- [Task to complete]:
Return each of the items below word for word, leaving out the pictures.

== Data supplied

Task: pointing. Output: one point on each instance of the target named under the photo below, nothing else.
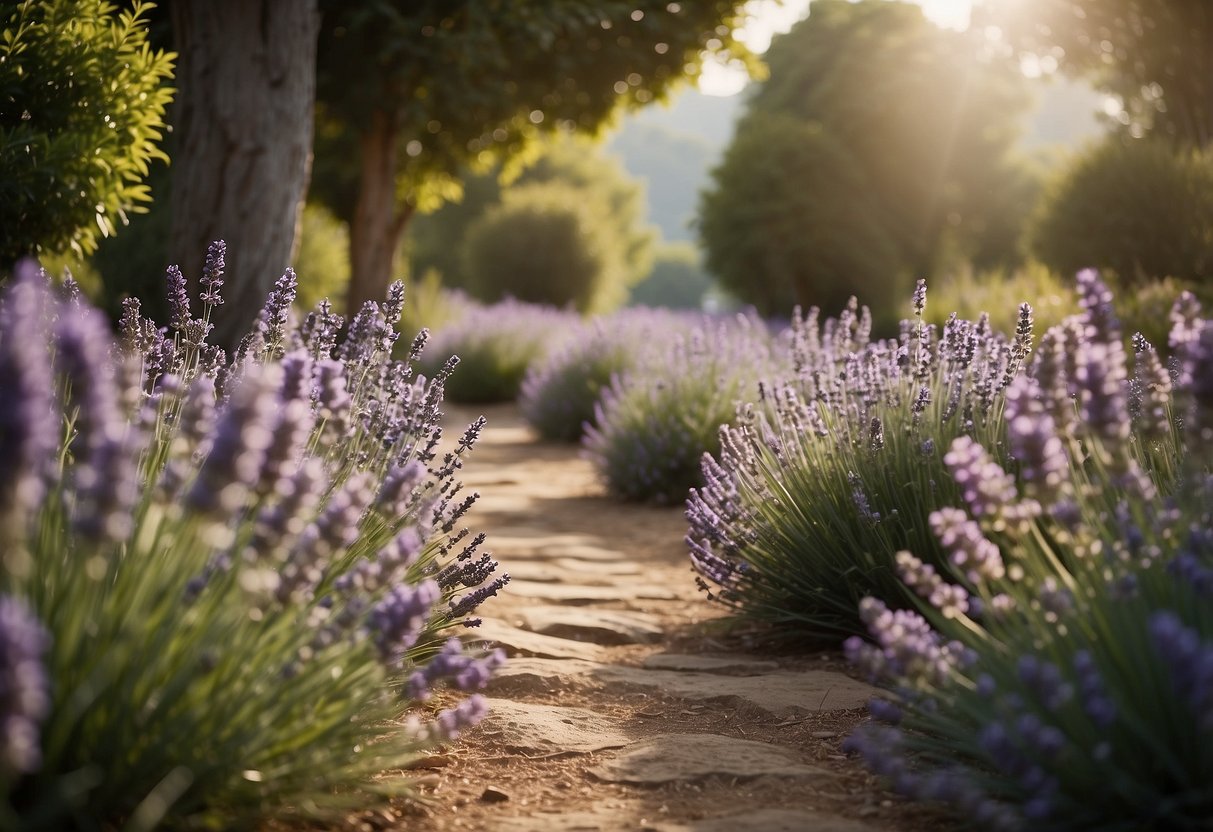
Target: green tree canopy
(83, 101)
(1155, 56)
(415, 91)
(436, 239)
(544, 244)
(882, 140)
(1135, 206)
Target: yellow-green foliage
(998, 294)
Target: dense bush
(812, 494)
(1135, 206)
(1058, 673)
(655, 423)
(561, 393)
(496, 345)
(969, 294)
(83, 101)
(676, 281)
(228, 585)
(545, 244)
(880, 147)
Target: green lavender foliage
(654, 425)
(559, 394)
(496, 345)
(1064, 679)
(815, 488)
(244, 568)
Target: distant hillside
(672, 148)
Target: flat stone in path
(770, 820)
(564, 593)
(780, 693)
(693, 757)
(597, 626)
(628, 816)
(517, 642)
(722, 665)
(567, 570)
(540, 729)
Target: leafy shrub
(83, 100)
(559, 394)
(655, 423)
(1058, 672)
(545, 244)
(971, 294)
(807, 246)
(225, 583)
(1139, 209)
(803, 508)
(677, 279)
(495, 346)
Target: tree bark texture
(379, 220)
(243, 125)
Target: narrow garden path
(622, 706)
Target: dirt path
(622, 707)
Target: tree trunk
(379, 220)
(246, 79)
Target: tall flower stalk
(836, 467)
(222, 576)
(1071, 687)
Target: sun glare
(770, 17)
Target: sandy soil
(537, 496)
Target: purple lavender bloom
(332, 531)
(396, 622)
(467, 672)
(83, 345)
(212, 274)
(1043, 465)
(178, 298)
(986, 488)
(24, 689)
(969, 550)
(29, 421)
(1190, 662)
(467, 603)
(237, 454)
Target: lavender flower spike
(24, 695)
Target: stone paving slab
(693, 757)
(707, 664)
(630, 816)
(779, 693)
(517, 642)
(564, 593)
(598, 626)
(537, 729)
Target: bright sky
(769, 18)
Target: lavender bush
(838, 466)
(496, 345)
(655, 423)
(561, 392)
(1058, 672)
(228, 583)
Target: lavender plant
(840, 463)
(561, 392)
(496, 345)
(228, 583)
(1058, 670)
(655, 423)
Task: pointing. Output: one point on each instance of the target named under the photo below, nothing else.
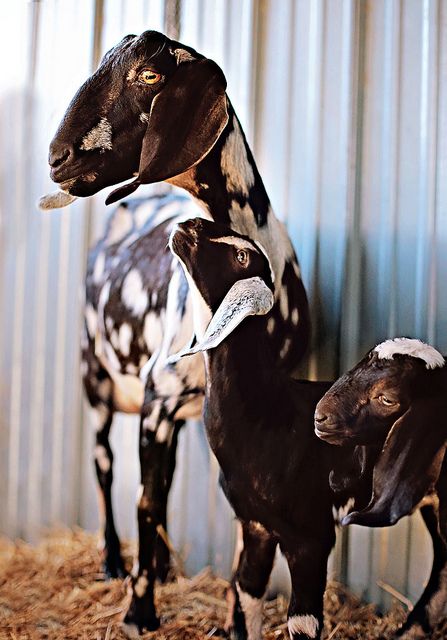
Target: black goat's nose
(320, 417)
(59, 154)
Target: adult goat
(157, 110)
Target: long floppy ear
(248, 297)
(185, 121)
(408, 466)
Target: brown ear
(186, 120)
(408, 466)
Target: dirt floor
(56, 591)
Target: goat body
(156, 110)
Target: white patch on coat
(100, 137)
(91, 320)
(141, 586)
(284, 302)
(285, 348)
(153, 331)
(183, 56)
(252, 608)
(235, 164)
(410, 347)
(306, 624)
(125, 338)
(133, 295)
(164, 431)
(340, 512)
(295, 316)
(98, 269)
(271, 325)
(234, 241)
(102, 458)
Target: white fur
(100, 137)
(133, 295)
(252, 608)
(303, 624)
(410, 347)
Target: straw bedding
(55, 590)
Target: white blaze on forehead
(235, 164)
(303, 624)
(133, 295)
(100, 137)
(239, 243)
(252, 608)
(410, 347)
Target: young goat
(259, 422)
(157, 110)
(396, 398)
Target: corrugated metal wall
(344, 102)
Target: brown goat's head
(394, 398)
(230, 276)
(152, 110)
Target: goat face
(152, 110)
(228, 273)
(395, 398)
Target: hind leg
(98, 386)
(247, 594)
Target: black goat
(157, 110)
(396, 398)
(260, 423)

====

- [Full answer]:
Task: pointing. Output: one point on each instance of the target named under the photo below, nothing else.
Target: green tree canopy
(83, 101)
(1155, 56)
(415, 91)
(436, 239)
(544, 244)
(882, 140)
(1135, 206)
Target: yellow-green foliage
(998, 294)
Target: dense bush
(812, 494)
(1135, 206)
(1058, 673)
(655, 423)
(561, 393)
(496, 345)
(969, 294)
(83, 101)
(676, 281)
(228, 585)
(545, 244)
(880, 147)
Target: green lavender foliage
(654, 425)
(559, 394)
(496, 345)
(1064, 679)
(815, 488)
(244, 568)
Target: distant hillside
(672, 148)
Target: flat stone in path
(770, 820)
(564, 593)
(780, 693)
(693, 757)
(597, 626)
(628, 816)
(517, 642)
(722, 665)
(567, 570)
(540, 729)
Target: leafy shrub
(83, 100)
(559, 394)
(655, 423)
(1058, 672)
(545, 244)
(971, 294)
(807, 246)
(225, 583)
(1139, 209)
(803, 508)
(677, 279)
(495, 346)
Target: tree bark texture
(379, 220)
(243, 125)
Target: narrow garden path
(622, 706)
Target: dirt path
(622, 707)
Target: tree trunk
(379, 220)
(246, 79)
Target: tall flower stalk
(836, 467)
(222, 576)
(1071, 687)
Target: sun glare
(770, 17)
Target: sandy soil
(537, 496)
Target: purple lavender bloom
(332, 531)
(396, 622)
(467, 672)
(83, 345)
(212, 274)
(1043, 465)
(178, 298)
(986, 488)
(24, 689)
(969, 550)
(29, 421)
(1190, 662)
(467, 603)
(237, 454)
Target: lavender flower spike
(24, 695)
Target: stone paving slab
(693, 757)
(707, 664)
(630, 816)
(779, 693)
(517, 642)
(564, 593)
(598, 626)
(537, 729)
Target: bright sky
(769, 18)
Target: lavender bush
(838, 466)
(496, 345)
(655, 423)
(561, 392)
(1058, 672)
(228, 583)
Target: lavender plant
(840, 463)
(561, 392)
(496, 345)
(228, 583)
(1058, 670)
(655, 423)
Task: pointing. Output: one point on each instance of the target named under the photo below, nothing else.
Target: black goat's nose
(320, 417)
(59, 154)
Target: adult goat
(157, 110)
Target: long floppy ear
(248, 297)
(185, 121)
(408, 466)
Target: brown ear
(186, 120)
(408, 466)
Target: dirt floor
(56, 591)
Target: goat body
(156, 110)
Target: white patch on coat
(100, 137)
(91, 320)
(141, 586)
(284, 302)
(285, 348)
(153, 331)
(183, 56)
(252, 608)
(235, 164)
(410, 347)
(306, 624)
(125, 338)
(133, 295)
(164, 431)
(340, 512)
(295, 316)
(98, 269)
(271, 325)
(234, 241)
(102, 458)
Target: white fur
(100, 137)
(133, 295)
(252, 608)
(303, 624)
(410, 347)
Target: straw bedding
(55, 590)
Target: white blaze on forehead
(235, 164)
(303, 624)
(133, 295)
(100, 137)
(239, 243)
(252, 608)
(410, 347)
Target: young goat
(259, 422)
(157, 110)
(396, 398)
Target: corrugated metal wall
(344, 102)
Target: brown goat's head
(394, 398)
(230, 276)
(152, 110)
Target: goat face
(152, 110)
(228, 273)
(395, 398)
Target: hind leg
(98, 386)
(247, 594)
Target: black goat
(157, 110)
(396, 398)
(260, 423)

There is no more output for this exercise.